• [Consigne]:
Répondez, s'il vous plaît, aux questions suivantes d'après le texte sur la déclaration de la MRN :
1. Depuis combien de temps les socialistes gouvernent-ils le pays ?
2. Depuis combien de temps les adversaires politiques ne peuvent-ils plus aller au palais de la présidence ?
3. À qui le Niger n'appartient-il pas plus qu'à « ces autres Nigériens qu'on voudrait écraser et anéantir » ?

• [Texte source]:
____

Et comme on peut s’y attendre – la Renaissance ayant habitué les Nigériens à ces condamnations faciles se refusant à regarder en face la triste réalité d’un pays qui vit et va mal – les socialistes reviennent avec leurs obligés politiques, alliés soumis et assujettis, pour dire, manquant de solutions aux problèmes vrais des Nigériens, que ce sont d’autres qui seraient à la base de tout dans le pays. Analyser un discours, est-ce du seul ressort, du seul apanage des socialistes, de leurs seules compétences pour croire qu’un autre ne puisse pas lire entre les lignes pour donner sens à un message politique fut-il le plus énigmatique et surtout quand cela vient d’un homme qui n’a jamais su que parler avec sa sincérité pour dire sans gang ce qui vient de son coeur et de son âme ? Finissant de brosser la situation d’un pays qui va mal et qu’ils gouvernent depuis plus de dix ans – ce qui aurait suffi à faire comprendre qu’ils sont incapables puisqu’ils reconnaissent dans la déclaration que la situation ne fait que se dégrader au plan sécuritaire de jour en jour – les socialistes et leurs alliés en viennent à la conclusion facile que ce que vit le Niger ne viendrait que de la lecture étriquée de gens malveillants qui chercheraient noise à leur système. Aussi, disent-ils que «C’est le lieu de fustiger l’attitude de certains de nos concitoyens qui tentent d’exploiter et de mal interpréter le message du Président de la République, Chef de l’Etat lors de la conférence des cadres ». Mais alors, pourquoi avoir besoin d’expliquer «un langage clair et franc» ? La clarté, a-t-elle besoin d’explication, de justifications somme toute fastidieuses ? La clarté, n’estce pas ce que tout le monde – y compris les non-initiés – peut comprendre ? On ne joue pas avec l’intelligence d’un peuple, ni ne ruse avec l’Histoire. Et on entend cette phrase terrible dont on ne sait plus à quoi elle rime : «Or, dans la démarche du Président de la République, il n’y a ni ethnicisme, ni volonté de violer l’indépendance de la justice». Pourquoi parler de ce qui n’existerait pas ? Qui a dit, en utilisant le «Je», et pas une fois dans son intervention, sachant bien qu’un «nous» au moins le mettrait hors de tout soupçon, qu’il a fait libérer des terroristes et qu’il les a même reçus au palais de la présidence où ne peuvent plus aller des adversaires politiques depuis plus de huit ans ? La MRN ? Peut-elle croire que Bazoum ne sache plus la différence entre «Je» et «nous» ? Soyons sérieux, voyons !

Et on peut comprendre la mise en scène de la déclaration avec les acteurs mis en focus. Il se trouve que le renforcement de la cohésion auquel appelle la MRN, faut-il être sincère avec soi-même, ne se fait ni avec de la démagogie, ni avec les paroles d’un artiste, ni encore avec les paroles prêchées d’un leader religieux quelconque. Et si tant est que le régime croit à la cohésion nationale et voudrait travailler à son «renforcement », il doit aller au-delà des mots pour poser des actes courageux, politiquement forts qui peuvent convaincre et vaincre des coeurs sceptiques. Les Nigériens ne demandent d’ailleurs pas mieux mais ils croient que le régime, jusqu’ici, et ce malgré les professions de foi qu’on a entendue maintes fois, n’est pas sur la bonne voie et avec la bonne manière. Un pays est un bien commun pour lequel, un groupe, fut-il majoritaire, ne peut, seul, décider. En effet, le Niger n’appartient pas plus à Bazoum Mohamed et sa majorité qu’à ces autres Nigériens qu’on voudrait écraser et anéantir parce qu’ils ne seraient pas politiquement avec le régime, pensant autrement pour assumer leur différence dans la démocratie.

____

• [Extraits de données]:
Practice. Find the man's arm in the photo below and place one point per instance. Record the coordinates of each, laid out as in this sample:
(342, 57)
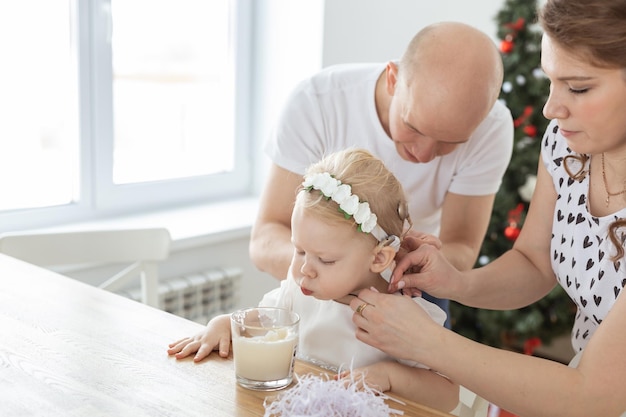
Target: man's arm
(464, 222)
(270, 241)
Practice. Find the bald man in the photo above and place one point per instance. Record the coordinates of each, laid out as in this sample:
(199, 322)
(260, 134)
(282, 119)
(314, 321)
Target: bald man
(433, 117)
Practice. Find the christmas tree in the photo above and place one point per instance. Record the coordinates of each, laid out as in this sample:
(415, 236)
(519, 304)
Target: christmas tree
(524, 91)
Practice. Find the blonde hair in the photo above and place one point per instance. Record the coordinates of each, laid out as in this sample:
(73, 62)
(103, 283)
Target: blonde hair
(594, 30)
(370, 180)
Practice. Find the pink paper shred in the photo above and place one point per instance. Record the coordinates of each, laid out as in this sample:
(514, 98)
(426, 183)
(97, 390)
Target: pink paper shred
(315, 396)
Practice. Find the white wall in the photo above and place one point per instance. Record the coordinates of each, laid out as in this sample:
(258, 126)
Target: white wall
(379, 30)
(292, 40)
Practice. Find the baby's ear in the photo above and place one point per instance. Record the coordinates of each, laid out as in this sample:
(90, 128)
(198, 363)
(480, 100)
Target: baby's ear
(383, 257)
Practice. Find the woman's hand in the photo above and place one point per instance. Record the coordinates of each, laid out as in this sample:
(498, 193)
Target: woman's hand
(215, 336)
(396, 325)
(425, 269)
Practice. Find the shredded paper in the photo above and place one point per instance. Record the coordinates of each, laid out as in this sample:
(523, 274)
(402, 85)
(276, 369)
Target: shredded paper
(321, 396)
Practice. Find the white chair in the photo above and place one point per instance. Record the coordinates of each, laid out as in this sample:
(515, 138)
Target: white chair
(142, 248)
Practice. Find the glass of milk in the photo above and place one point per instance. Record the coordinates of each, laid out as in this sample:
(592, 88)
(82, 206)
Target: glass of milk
(265, 340)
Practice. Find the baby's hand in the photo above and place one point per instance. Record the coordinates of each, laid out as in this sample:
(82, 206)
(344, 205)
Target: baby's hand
(374, 376)
(215, 336)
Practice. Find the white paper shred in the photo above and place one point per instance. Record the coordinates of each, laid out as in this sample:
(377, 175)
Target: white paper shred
(321, 396)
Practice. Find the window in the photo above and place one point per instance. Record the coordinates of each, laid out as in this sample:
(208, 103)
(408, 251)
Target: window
(113, 106)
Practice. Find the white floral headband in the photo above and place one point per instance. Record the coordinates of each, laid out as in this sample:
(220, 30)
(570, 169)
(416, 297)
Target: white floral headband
(350, 206)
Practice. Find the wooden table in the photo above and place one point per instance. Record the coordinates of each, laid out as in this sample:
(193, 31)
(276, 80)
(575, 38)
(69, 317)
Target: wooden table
(69, 349)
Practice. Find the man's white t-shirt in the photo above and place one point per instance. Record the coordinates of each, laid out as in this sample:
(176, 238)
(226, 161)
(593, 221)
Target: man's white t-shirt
(335, 110)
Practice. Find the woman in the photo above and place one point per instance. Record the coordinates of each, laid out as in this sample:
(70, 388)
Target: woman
(573, 236)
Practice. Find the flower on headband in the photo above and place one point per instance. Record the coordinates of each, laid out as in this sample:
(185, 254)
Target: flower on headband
(341, 194)
(365, 218)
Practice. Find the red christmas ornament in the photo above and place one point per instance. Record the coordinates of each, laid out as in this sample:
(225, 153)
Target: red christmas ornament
(512, 232)
(530, 130)
(517, 26)
(531, 344)
(506, 46)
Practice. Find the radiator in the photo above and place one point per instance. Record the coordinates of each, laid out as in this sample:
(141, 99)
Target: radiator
(198, 296)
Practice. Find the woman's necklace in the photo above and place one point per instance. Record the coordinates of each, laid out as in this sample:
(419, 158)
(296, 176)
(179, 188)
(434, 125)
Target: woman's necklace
(606, 185)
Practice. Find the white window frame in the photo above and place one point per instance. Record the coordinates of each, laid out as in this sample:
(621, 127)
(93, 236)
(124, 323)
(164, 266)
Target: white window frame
(99, 197)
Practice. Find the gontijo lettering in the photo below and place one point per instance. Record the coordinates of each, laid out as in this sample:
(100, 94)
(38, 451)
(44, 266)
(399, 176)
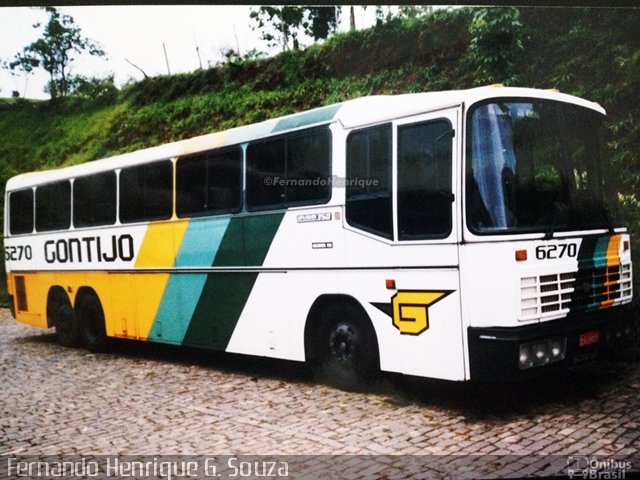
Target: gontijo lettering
(89, 249)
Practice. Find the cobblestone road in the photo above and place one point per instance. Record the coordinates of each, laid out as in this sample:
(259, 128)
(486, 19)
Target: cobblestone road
(149, 400)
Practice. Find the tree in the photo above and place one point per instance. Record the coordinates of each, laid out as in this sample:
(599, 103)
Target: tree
(497, 40)
(281, 26)
(55, 51)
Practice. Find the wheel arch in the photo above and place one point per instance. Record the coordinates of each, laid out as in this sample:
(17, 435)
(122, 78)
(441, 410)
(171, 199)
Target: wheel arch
(314, 317)
(56, 293)
(83, 292)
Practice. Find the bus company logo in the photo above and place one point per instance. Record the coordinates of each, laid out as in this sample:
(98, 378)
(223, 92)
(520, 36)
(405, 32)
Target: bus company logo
(409, 309)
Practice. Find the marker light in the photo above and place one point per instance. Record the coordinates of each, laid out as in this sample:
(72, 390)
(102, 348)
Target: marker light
(521, 255)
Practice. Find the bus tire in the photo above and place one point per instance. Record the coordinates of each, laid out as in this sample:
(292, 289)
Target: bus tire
(61, 316)
(347, 348)
(91, 319)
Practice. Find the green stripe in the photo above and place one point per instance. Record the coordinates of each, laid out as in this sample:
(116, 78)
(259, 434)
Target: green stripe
(224, 295)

____

• [Réponse]:
1. Depuis plus de dix ans.
2. Depuis plus de huit ans.
3. À Bazoum Mohamed et sa majorité.